WHAT NEEDS TO BE DONE ->
Each record must be reproduced exactly as it is shown.

** start RECORDS PROVIDED **

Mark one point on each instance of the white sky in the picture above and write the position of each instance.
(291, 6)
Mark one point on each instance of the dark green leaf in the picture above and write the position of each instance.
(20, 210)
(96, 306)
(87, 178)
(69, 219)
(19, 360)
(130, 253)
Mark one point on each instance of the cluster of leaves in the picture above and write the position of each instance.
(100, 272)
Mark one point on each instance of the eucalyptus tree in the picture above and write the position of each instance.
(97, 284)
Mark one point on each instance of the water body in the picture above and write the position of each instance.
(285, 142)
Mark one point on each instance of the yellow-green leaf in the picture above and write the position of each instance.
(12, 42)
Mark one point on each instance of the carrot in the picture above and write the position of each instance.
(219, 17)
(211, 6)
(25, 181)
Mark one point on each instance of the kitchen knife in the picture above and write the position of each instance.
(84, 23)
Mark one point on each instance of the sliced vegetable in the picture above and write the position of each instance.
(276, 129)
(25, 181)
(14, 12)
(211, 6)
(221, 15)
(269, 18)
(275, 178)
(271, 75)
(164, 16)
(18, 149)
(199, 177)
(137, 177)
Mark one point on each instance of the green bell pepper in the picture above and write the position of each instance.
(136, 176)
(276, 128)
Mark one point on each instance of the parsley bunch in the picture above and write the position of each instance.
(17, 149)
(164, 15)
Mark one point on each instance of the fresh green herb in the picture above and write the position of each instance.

** end RECORDS PROVIDED **

SOLUTION ->
Mark one point on each instance of the white sky in the picture above and write the position of each instance.
(291, 6)
Mark one point on each instance of the dark green leaf in the picture above and write the position of each instance.
(20, 210)
(96, 306)
(87, 178)
(69, 219)
(19, 360)
(130, 253)
Mark one point on each instance of the cluster of leaves in the picture above and write the position of each instance.
(100, 272)
Mark one point on each instance of the eucalyptus tree in the picture above and write the position of each instance.
(97, 284)
Mark one point on each instance of the water body in the picture above and write the position of each instance.
(285, 142)
Mark one point on each instance of the yellow-green leaf in the picture above and write the position of each instance.
(12, 42)
Mark one point on each instance of the carrot in the picture above and write the position of each instance.
(219, 17)
(211, 6)
(25, 181)
Mark one point on each instance of the kitchen knife in the picture above and write the position of each instance.
(84, 23)
Mark one point on each instance of the sliced vegetable in the picture above and write the position of each instance.
(276, 129)
(25, 181)
(14, 12)
(211, 6)
(221, 15)
(269, 18)
(275, 178)
(271, 75)
(164, 16)
(18, 149)
(199, 177)
(137, 177)
Mark one point on each instance of the green bell pepper in the picture above and write the position of each instance.
(136, 176)
(276, 128)
Mark one point on each instance of the parsley bunch in the picture above and write the position of each instance.
(17, 149)
(164, 15)
Mark one point on each instance of the fresh green herb in the picture above and write the position of each instance.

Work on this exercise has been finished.